> _WHAT YOU ARE ASKED TO DO_:
What follows is a set of records, each of which is to be written out exactly.

> _DATASET ROWS_:
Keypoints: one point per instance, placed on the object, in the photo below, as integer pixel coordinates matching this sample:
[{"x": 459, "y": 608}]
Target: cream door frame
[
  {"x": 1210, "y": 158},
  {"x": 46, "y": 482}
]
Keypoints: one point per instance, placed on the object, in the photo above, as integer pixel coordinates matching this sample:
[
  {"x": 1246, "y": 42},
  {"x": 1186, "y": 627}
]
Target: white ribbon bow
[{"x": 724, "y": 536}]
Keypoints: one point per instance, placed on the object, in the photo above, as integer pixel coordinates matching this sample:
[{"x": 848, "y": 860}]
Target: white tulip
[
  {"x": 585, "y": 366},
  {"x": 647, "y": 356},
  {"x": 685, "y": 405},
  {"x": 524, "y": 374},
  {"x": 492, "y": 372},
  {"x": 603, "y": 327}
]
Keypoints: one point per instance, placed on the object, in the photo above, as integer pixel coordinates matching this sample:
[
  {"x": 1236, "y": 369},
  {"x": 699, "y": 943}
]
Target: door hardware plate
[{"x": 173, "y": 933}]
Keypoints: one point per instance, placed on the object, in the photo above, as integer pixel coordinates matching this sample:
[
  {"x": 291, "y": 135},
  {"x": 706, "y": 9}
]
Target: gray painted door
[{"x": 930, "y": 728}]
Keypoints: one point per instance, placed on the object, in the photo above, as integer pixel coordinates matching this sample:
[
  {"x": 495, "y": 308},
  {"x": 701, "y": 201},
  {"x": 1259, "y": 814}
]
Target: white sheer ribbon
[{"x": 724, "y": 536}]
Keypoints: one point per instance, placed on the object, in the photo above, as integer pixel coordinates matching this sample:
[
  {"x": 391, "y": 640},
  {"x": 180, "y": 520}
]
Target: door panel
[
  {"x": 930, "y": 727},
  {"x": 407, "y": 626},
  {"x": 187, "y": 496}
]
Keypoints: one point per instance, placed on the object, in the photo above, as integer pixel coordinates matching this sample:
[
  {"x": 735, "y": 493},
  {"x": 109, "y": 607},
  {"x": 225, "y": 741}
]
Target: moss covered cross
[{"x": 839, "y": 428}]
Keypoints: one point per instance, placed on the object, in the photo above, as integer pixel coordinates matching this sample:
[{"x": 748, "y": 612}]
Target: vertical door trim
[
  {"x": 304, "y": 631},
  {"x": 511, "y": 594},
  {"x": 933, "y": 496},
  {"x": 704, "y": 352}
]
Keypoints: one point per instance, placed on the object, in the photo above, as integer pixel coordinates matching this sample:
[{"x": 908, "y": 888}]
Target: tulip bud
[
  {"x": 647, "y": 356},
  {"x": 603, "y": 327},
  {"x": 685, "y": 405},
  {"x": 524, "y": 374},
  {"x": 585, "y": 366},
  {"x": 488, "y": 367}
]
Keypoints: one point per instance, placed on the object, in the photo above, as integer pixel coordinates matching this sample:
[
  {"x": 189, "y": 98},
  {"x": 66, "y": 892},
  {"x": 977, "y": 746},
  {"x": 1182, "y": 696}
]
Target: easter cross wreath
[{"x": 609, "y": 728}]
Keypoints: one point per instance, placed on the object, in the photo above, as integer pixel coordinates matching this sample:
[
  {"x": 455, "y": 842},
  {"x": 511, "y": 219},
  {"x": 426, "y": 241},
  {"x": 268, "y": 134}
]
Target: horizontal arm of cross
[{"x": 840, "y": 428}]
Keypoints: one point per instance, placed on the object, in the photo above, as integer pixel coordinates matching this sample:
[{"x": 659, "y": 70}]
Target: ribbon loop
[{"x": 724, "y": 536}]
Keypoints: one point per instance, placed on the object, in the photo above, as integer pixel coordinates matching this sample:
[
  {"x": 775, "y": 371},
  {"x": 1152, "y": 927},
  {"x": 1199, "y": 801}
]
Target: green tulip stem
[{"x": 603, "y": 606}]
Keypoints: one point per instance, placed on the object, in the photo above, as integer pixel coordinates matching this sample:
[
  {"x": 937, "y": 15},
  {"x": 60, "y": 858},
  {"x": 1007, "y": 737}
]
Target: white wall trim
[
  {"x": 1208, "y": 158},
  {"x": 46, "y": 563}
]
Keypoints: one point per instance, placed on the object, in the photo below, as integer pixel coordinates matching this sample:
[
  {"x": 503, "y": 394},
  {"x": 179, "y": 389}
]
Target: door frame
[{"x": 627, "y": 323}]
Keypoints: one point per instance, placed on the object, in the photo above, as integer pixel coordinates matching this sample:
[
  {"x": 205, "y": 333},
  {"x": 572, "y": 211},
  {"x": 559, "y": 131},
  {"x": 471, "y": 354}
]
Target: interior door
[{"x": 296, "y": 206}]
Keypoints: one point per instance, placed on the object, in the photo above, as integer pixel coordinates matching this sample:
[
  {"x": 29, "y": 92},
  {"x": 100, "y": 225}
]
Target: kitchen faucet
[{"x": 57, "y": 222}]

> _ANSWER TO THE TASK_:
Keypoints: one point per instance, placed on the object, in the photo below, as integer pixel coordinates matching this sample:
[{"x": 459, "y": 608}]
Target: cream door frame
[
  {"x": 1210, "y": 158},
  {"x": 46, "y": 482}
]
Keypoints: one point per instance, placed on the object, in the photo above, as integer pixel coordinates matching this sample:
[
  {"x": 1246, "y": 42},
  {"x": 1186, "y": 627}
]
Target: white ribbon bow
[{"x": 724, "y": 536}]
Keypoints: one point per instance, placed on the object, in the photo above, as integer pixel coordinates matching this sample:
[{"x": 848, "y": 860}]
Target: white tulip
[
  {"x": 585, "y": 366},
  {"x": 647, "y": 356},
  {"x": 685, "y": 405},
  {"x": 524, "y": 374},
  {"x": 492, "y": 372},
  {"x": 603, "y": 327}
]
Keypoints: one point per instance, placed on the object, in the photo above, as integer pixel coordinates matching this sample:
[
  {"x": 1236, "y": 369},
  {"x": 699, "y": 943}
]
Target: door hardware plate
[{"x": 173, "y": 933}]
Keypoints: one point per instance, placed on the object, in the photo above, as integer pixel coordinates matching this sample:
[
  {"x": 291, "y": 135},
  {"x": 706, "y": 9}
]
Target: gray painted door
[{"x": 930, "y": 728}]
Keypoints: one point per instance, placed on the object, in the photo above, as integer pixel coordinates matching this sample:
[
  {"x": 495, "y": 308},
  {"x": 701, "y": 201},
  {"x": 1259, "y": 814}
]
Target: white sheer ribbon
[{"x": 724, "y": 536}]
Keypoints: one point per instance, placed on the object, in the photo above, as integer pixel coordinates matching this sample:
[
  {"x": 391, "y": 640},
  {"x": 180, "y": 520}
]
Target: door panel
[
  {"x": 930, "y": 727},
  {"x": 407, "y": 626},
  {"x": 187, "y": 496}
]
Keypoints: one point per instance, placed on the object, in the photo above, as integer pixel coordinates matching this sample:
[
  {"x": 735, "y": 493},
  {"x": 109, "y": 607},
  {"x": 225, "y": 741}
]
Target: moss covered cross
[{"x": 839, "y": 428}]
Keypoints: one point per instance, placed on the object, in the photo above, as integer pixel coordinates matching this sample:
[{"x": 748, "y": 612}]
Target: vertical door trim
[
  {"x": 304, "y": 631},
  {"x": 511, "y": 594},
  {"x": 933, "y": 496},
  {"x": 704, "y": 352}
]
Keypoints: one point per instance, placed on the object, in the photo above, as integer pixel coordinates matching this sample:
[{"x": 908, "y": 888}]
Target: tulip bud
[
  {"x": 647, "y": 356},
  {"x": 603, "y": 327},
  {"x": 685, "y": 405},
  {"x": 524, "y": 374},
  {"x": 585, "y": 366},
  {"x": 488, "y": 367}
]
Keypoints: one point per instance, placed on the object, in the photo above, as integer pixel coordinates matching this sample:
[
  {"x": 189, "y": 98},
  {"x": 66, "y": 892},
  {"x": 977, "y": 746},
  {"x": 1182, "y": 696}
]
Target: easter cross wreath
[{"x": 609, "y": 728}]
Keypoints: one point per instance, placed on the object, in the photo above, as integer pixel coordinates matching this sample:
[
  {"x": 455, "y": 842},
  {"x": 511, "y": 219},
  {"x": 426, "y": 241},
  {"x": 268, "y": 134}
]
Target: horizontal arm of cross
[{"x": 840, "y": 428}]
Keypoints: one point per instance, placed on the object, in the photo above, as integer pixel coordinates matching this sample:
[{"x": 659, "y": 70}]
Target: ribbon loop
[{"x": 724, "y": 536}]
Keypoints: one point per instance, placed on the object, in the photo above, as integer pixel coordinates matching this sample:
[
  {"x": 775, "y": 371},
  {"x": 1152, "y": 927},
  {"x": 1199, "y": 801}
]
Target: green tulip stem
[{"x": 603, "y": 606}]
Keypoints: one point per instance, placed on the object, in the photo above, as integer pixel coordinates matching this sample:
[
  {"x": 937, "y": 15},
  {"x": 60, "y": 858},
  {"x": 1007, "y": 737}
]
Target: white wall trim
[
  {"x": 1208, "y": 158},
  {"x": 46, "y": 563}
]
Keypoints: one point per instance, placed on the object, in the photo below, as integer pixel coordinates matching this sample:
[
  {"x": 503, "y": 394},
  {"x": 179, "y": 389}
]
Target: door frame
[{"x": 627, "y": 323}]
Keypoints: one point per instance, placed on the object, in the photo above, as integer pixel coordinates matching this sample:
[
  {"x": 205, "y": 333},
  {"x": 572, "y": 211},
  {"x": 559, "y": 131},
  {"x": 471, "y": 354}
]
Target: interior door
[{"x": 296, "y": 206}]
Keypoints: one point per instance, placed on the object, in the photo above, as integer pixel coordinates matching this sample:
[
  {"x": 29, "y": 92},
  {"x": 100, "y": 225}
]
Target: kitchen faucet
[{"x": 57, "y": 222}]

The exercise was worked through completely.